* **TEXTAUSZUG**:
Arte Fashion Week: Der Punk, der keiner ist

Mit einer Dokumentation über Vivienne Westwood endet die Modewoche auf Arte. Die Designerin gibt sich gerne konsumkritisch – aber ist sie das auch wirklich?

Von der Queen geadelt: Modeschöpferin Vivienne Westwood. Bild: reuters

BERLIN taz | Sie ist klein, zierlich und sieht mit ihrem orange-rot gefärbtem Haar und dem blassen Teint aus wie eine Adelige aus dem Geschlecht der Tudors. Dabei prägte die britische Designerin Vivienne Westwood mit ihren Kreationen die Punk-Mode der siebziger Jahre wie keine andere – und kleidete Bands wie die Sex Pistols und die New York Dolls ein.

Mit ihren schockierenden Entwürfen sorgte sie dafür, dass diese Subkultur zum Lebensgefühl einer ganzen Generation wurde. Heute ist die „Punk-Omi“ fast 70, lebt in London und gehört zu den wichtigsten Modemacherinnen unserer Epoche. Sie kreiert immer noch exzentrische Modekombinationen, distanziert sich aber mittlerweile vom Image der „Queen of Punk“.

Genau das zeigt die Dokumentation „Do it yourself – Vivienne Westwood“ (Fr., 4. März, 21.40 Uhr) der französischen Filmemacherin Letmiya Sztalryd. Ein Jahr lang hat sie die britische Modeikone mit der Kamera begleitet. Herausgekommen ist das Porträt einer Frau, die auf der Suche nach Veränderung ist, sich dabei immer wieder neu erfindet und gerne provoziert.

Letmiya Sztalryd spart jedoch Vivienne Westwoods Vergangenheit komplett aus. „Mich hat nicht interessiert, wie sie gelebt hat, sondern wie sie heute lebt. Sie war nie ein Punk. Sie ist eine Künstlerin und vor allen Dingen ist sie eine Frau. Die Frau, die sie heute ist, hat mich interessiert.“ Doch wer ist diese Frau eigentlich und für welche Ideale steht sie?

Vivienne Westwood versteht sich immer noch als Aktivistin. In ihrem 2007 erschienen Manifest „Active Resistance against Propaganda“, kurz „AR“, ruft sie zum Widerstand gegenüber jeglicher Form von Propaganda auf und rät zum Konsumverzicht: „Seht nicht fern, sondern lest Bücher, geht lieber ins Museum anstatt ins Kino“, heißt es darin.

* **INHALT DES DATENSATZES**:
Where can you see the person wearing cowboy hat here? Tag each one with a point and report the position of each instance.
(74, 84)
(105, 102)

* **AUFGABEN**:
• a. Wie lange hat die Filmemacherin Letmiya Sztalryd Vivienne Westwood laut dem Textauszug über Vivienne Westwood mit der Kamera begleitet?
• b. Schreiben Sie aus dem Textauszug über Vivienne Westwood die Stelle von „Genau das zeigt“ bis einschließlich „und gerne provoziert.“ wortgetreu ab.

* **LÖSUNGEN ZU DEN AUFGABEN**:
• a. Ein Jahr lang.

• b.
Genau das zeigt die Dokumentation „Do it yourself – Vivienne Westwood“ (Fr., 4. März, 21.40 Uhr) der französischen Filmemacherin Letmiya Sztalryd. Ein Jahr lang hat sie die britische Modeikone mit der Kamera begleitet. Herausgekommen ist das Porträt einer Frau, die auf der Suche nach Veränderung ist, sich dabei immer wieder neu erfindet und gerne provoziert.